### TAREFAS E EXERCÍCIOS
a: Indique, com sim ou não, se cada afirmação concorda com o texto sobre a morte de Edson Luís e cite literalmente as palavras do texto que decidem: (i) Edson Luís tinha 17 anos; (ii) os estudantes no Calabouço protestavam contra o aumento do preço das refeições; (iii) outros seis jovens foram baleados.
b: Reproduza sem alterações o trecho do texto sobre a morte de Edson Luís que se inicia nas palavras que contêm "1968 28 de março" e se encerra em "26 de junho.".

### TEXTO DO EXERCÍCIO
==================================================
1968 28 de março

'Mataram um estudante. Podia ser seu filho'

Assassinato de Edson Luís pela PM do Rio detona onda nacional de protestos

Um tenente da Polícia Militar mata com um tiro o estudante secundarista Edson Luís de Lima Souto, de 17 anos. O crime foi cometido durante invasão policial ao restaurante estudantil Calabouço, no Rio, onde estudantes protestavam contra a má qualidade da comida. Outros seis jovens foram baleados. A violência policial desencadeou uma onda nacional de atos contra a ditadura, que contaram com forte apoio da classe média. O enterro de Edson Luís marcou o início da ascensão do movimento estudantil no país, que iria culminar na Passeata dos Cem Mil, em 26 de junho.
==================================================
### SEGMENTO DE DADOS
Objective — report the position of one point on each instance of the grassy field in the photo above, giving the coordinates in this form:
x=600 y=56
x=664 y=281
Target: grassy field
==================================================
### RESPOSTAS ESPERADAS
a:
(i) Sim: "o estudante secundarista Edson Luís de Lima Souto, de 17 anos"
(ii) Não: "onde estudantes protestavam contra a má qualidade da comida"
(iii) Sim: "Outros seis jovens foram baleados."

b:
1968 28 de março

'Mataram um estudante. Podia ser seu filho'

Assassinato de Edson Luís pela PM do Rio detona onda nacional de protestos

Um tenente da Polícia Militar mata com um tiro o estudante secundarista Edson Luís de Lima Souto, de 17 anos. O crime foi cometido durante invasão policial ao restaurante estudantil Calabouço, no Rio, onde estudantes protestavam contra a má qualidade da comida. Outros seis jovens foram baleados. A violência policial desencadeou uma onda nacional de atos contra a ditadura, que contaram com forte apoio da classe média. O enterro de Edson Luís marcou o início da ascensão do movimento estudantil no país, que iria culminar na Passeata dos Cem Mil, em 26 de junho.